--- EXERCISE REQUIREMENTS ---
a) Answer the following from the extract on monotone metrics:
(i) Which condition on the measure μ is listed as statement (iv) of the corollary?
(ii) From what does the proof derive the equivalence between (ii) and (iv)?
(iii) How is the transpose of a function f in OM(ℝ⁺) defined?
b) Extend the extract on monotone metrics, beginning after its final sentence.

──────── EXTRACT ────────

Let K be a monotone metric on ${\mathcal{M}}_n$ with the associated function $f\in OM({\mathbb{R}}^{+})$, the associated Morozowa–Chentsov function g, and the associated measure μ on $[0,1]$. Then the following statements are equivalent:

(i) 

$K_D(I,I)=Tr(D^{-1})$ for any $D\in {\mathcal{D}}_n$.

(ii) 

f is normalized.

(iii) 

$g(x,x)=1/x$ for any $x\in {\mathbb{R}}^{+}$.

(iv) 

μ is a probability measure.

Thus, there is a one-to-one correspondence between normalized monotone metrics, normalized positive operator-monotone functions, and probability Borel measures on $[0,1]$ via the representations (2), (3), and (5).

Proof. 

The content of ([7], Corollary 6) indicates that the assertion (i) is equivalent to (ii). The assertion (ii) is clearly equivalent to (iii). The equivalence between (ii) and (iv) follows from the integral representation (5) in Theorem 2.  □

This corollary asserts that every normalized positive operator-monotone function can be regarded as an average of the special operator-monotone functions $x\mapsto 1{!}_{t}x$ for $t\in [0,1]$.

Recall from [21] that if $f\in OM({\mathbb{R}}^{+})$, then the transpose of f, defined by $x\mapsto xf(1/x)$ for any $x>0$, also belongs to $OM({\mathbb{R}}^{+})$. The function f is said to be symmetric if it coincides with its transpose. We say that a Borel measure $\mu$ on $[0,1]$ is symmetric if $\mu \Theta =\mu$ where $\Theta :[0,1]\to [0,1]$, $t\mapsto 1-t$. Recall also from [7] that a monotone metric K is symmetric if $K_D(A,B)=K_D(B^{\ast },A^{\ast })$ for any $D\in {\mathcal{D}}_n$ and $A,B\in {\mathcal{M}}_n$.

──────── DATA ENTRIES ────────

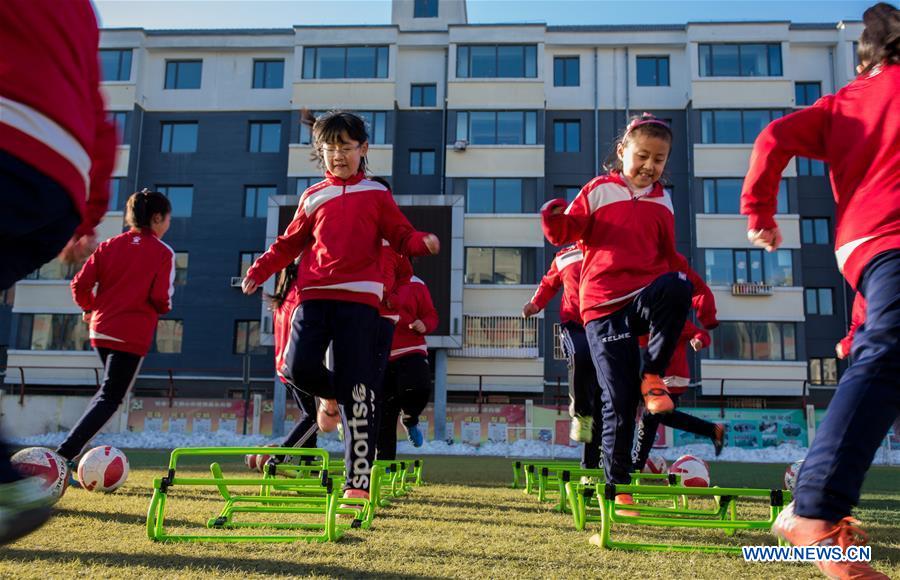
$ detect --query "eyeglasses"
[321,144,362,157]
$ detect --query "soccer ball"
[784,459,803,491]
[641,455,669,473]
[78,445,128,492]
[10,447,69,501]
[669,455,709,487]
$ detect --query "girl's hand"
[747,226,781,252]
[422,234,441,256]
[241,276,259,296]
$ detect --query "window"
[707,321,797,360]
[466,179,537,213]
[809,358,838,385]
[553,56,581,87]
[160,122,199,153]
[409,149,434,175]
[700,110,781,143]
[253,60,284,89]
[106,111,128,144]
[794,82,822,107]
[413,0,438,18]
[800,218,831,244]
[797,157,825,177]
[100,48,131,81]
[303,46,388,79]
[25,258,84,280]
[466,248,537,284]
[239,252,263,278]
[16,314,91,351]
[234,320,266,354]
[249,121,281,153]
[244,185,278,217]
[154,319,184,354]
[804,288,834,316]
[456,111,537,145]
[637,56,669,87]
[165,60,203,89]
[703,178,790,214]
[456,44,537,79]
[175,252,189,286]
[409,84,437,107]
[553,121,581,153]
[156,185,194,217]
[705,249,794,286]
[700,43,782,77]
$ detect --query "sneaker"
[616,493,641,516]
[569,415,594,443]
[406,425,425,447]
[316,399,341,433]
[713,423,725,457]
[641,373,675,415]
[0,477,53,546]
[772,502,888,580]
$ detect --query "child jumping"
[741,3,900,578]
[56,189,175,471]
[542,113,693,504]
[243,111,440,498]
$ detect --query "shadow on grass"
[0,548,435,578]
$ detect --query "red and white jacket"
[541,173,712,324]
[72,229,175,356]
[0,0,116,235]
[840,292,866,357]
[741,64,900,289]
[531,245,584,324]
[390,258,438,361]
[247,172,429,308]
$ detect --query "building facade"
[0,0,861,408]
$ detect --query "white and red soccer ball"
[784,459,803,491]
[10,447,69,501]
[78,445,128,493]
[669,455,709,487]
[641,455,669,474]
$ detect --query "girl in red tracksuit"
[243,111,439,498]
[632,320,725,471]
[378,257,438,459]
[741,3,900,578]
[542,113,693,503]
[56,189,175,465]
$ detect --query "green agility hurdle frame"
[147,447,383,542]
[592,483,791,554]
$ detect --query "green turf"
[0,450,900,580]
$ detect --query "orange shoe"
[316,399,341,433]
[772,502,888,580]
[615,493,641,516]
[641,373,675,415]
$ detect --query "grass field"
[0,450,900,580]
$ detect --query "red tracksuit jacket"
[247,173,429,308]
[531,245,584,324]
[0,0,116,235]
[72,229,175,356]
[390,259,438,361]
[541,173,712,324]
[741,65,900,289]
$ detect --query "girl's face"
[321,131,369,179]
[616,133,671,189]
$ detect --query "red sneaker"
[641,373,675,415]
[772,502,889,580]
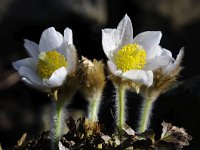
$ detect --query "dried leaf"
[58,142,69,150]
[123,124,135,136]
[137,130,155,143]
[161,122,192,148]
[17,133,27,146]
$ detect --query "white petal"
[22,77,49,91]
[107,61,122,77]
[24,39,39,58]
[43,67,67,87]
[117,15,133,45]
[133,31,162,59]
[144,49,174,71]
[12,58,37,70]
[102,15,133,60]
[19,67,43,85]
[123,70,153,86]
[102,29,120,60]
[65,45,77,74]
[162,48,184,75]
[64,28,73,45]
[39,27,63,51]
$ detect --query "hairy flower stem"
[138,97,154,133]
[54,104,64,141]
[88,97,100,122]
[115,85,126,132]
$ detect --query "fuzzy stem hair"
[138,97,154,133]
[88,96,101,122]
[115,85,126,132]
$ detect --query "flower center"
[37,50,67,79]
[115,44,146,72]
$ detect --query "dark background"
[0,0,200,150]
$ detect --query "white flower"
[102,15,173,86]
[13,27,76,90]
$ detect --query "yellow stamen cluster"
[114,44,146,72]
[37,50,67,79]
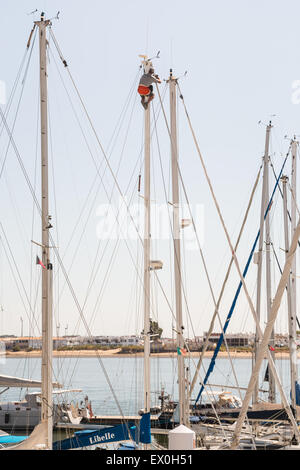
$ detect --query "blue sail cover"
[53,413,151,450]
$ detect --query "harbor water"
[0,356,296,415]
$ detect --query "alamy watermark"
[96,199,204,250]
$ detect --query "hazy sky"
[0,0,300,335]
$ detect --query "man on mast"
[138,60,161,109]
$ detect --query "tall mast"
[35,13,53,449]
[144,101,151,420]
[290,137,299,409]
[264,123,276,403]
[168,69,188,425]
[253,122,273,403]
[281,176,297,410]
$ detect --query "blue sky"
[0,0,300,335]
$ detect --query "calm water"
[0,357,296,415]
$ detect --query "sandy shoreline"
[4,349,292,359]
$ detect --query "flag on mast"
[36,256,46,269]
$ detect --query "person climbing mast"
[138,60,161,109]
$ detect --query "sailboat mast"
[144,106,151,413]
[253,122,272,403]
[168,69,188,425]
[290,137,299,409]
[264,123,276,403]
[36,13,53,449]
[281,176,297,410]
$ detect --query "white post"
[253,123,272,403]
[169,70,188,425]
[281,176,297,410]
[144,105,151,413]
[35,13,53,449]
[264,123,276,403]
[231,219,300,449]
[290,138,299,405]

────────

--- THE REPLIES ---
a)
(i) μ is a probability measure.
(ii) From the integral representation (5) in Theorem 2.
(iii) As the map x ↦ xf(1/x) for any x > 0.

b)
The associated measure of transpose of $f\in OM({\mathbb{R}}^{+})$ can be computed as follows.

Proposition 1.

Let $f\in OM({\mathbb{R}}^{+})$ be a function with associated measure μ. Then the associated measure of the transpose of f is given by $\mu \Theta$ where $\Theta :[0,1]\to [0,1]$, $t\mapsto 1-t$.

Proof. 

It follows from the integral representation (5) of f that

$$\begin{array}{c}\hfill xf(\frac{1}{x})=x{\int }_0^{1}1{!}_t\frac{1}{x}d\mu (t)={\int }_0^{1}x{!}_{t}1d\mu (t)={\int }_0^{1}1{!}_{t}xd\mu \Theta (t).\end{array}$$

(6)

By Theorem 2, the transpose of f has $\mu \Theta$ as its associated measure.  □

The next result provides a complete characterization of symmetric monotone metrics.

Theorem 3.

Let K be a monotone metric on ${\mathcal{M}}_n$ with the associated function $f\in OM({\mathbb{R}}^{+})$, the associated Morozowa–Chentsov function g, and the associated measure μ on $[0,1]$. Then the following statements are equivalent:

(i) 

K is symmetric.

(ii) 

f is symmetric.

(iii) 

$g(x,y)=g(y,x)$ for any $x,y\in {\mathbb{R}}^{+}$.

(iv) 

μ is symmetric.

Thus, there is a one-to-one correspondence between symmetric monotone metrics, symmetric positive operator-monotone functions, and symmetric Borel measures on $[0,1]$ via the representation (2) and the integral representation

$$\begin{array}{c}\hfill f(x)=\frac{1}{2}{\int }_0^1\left[(1{!}_{t}x)+(x{!}_{t}1)\right]d\mu (t),x\in {\mathbb{R}}^{+}.\end{array}$$

(7)

Proof.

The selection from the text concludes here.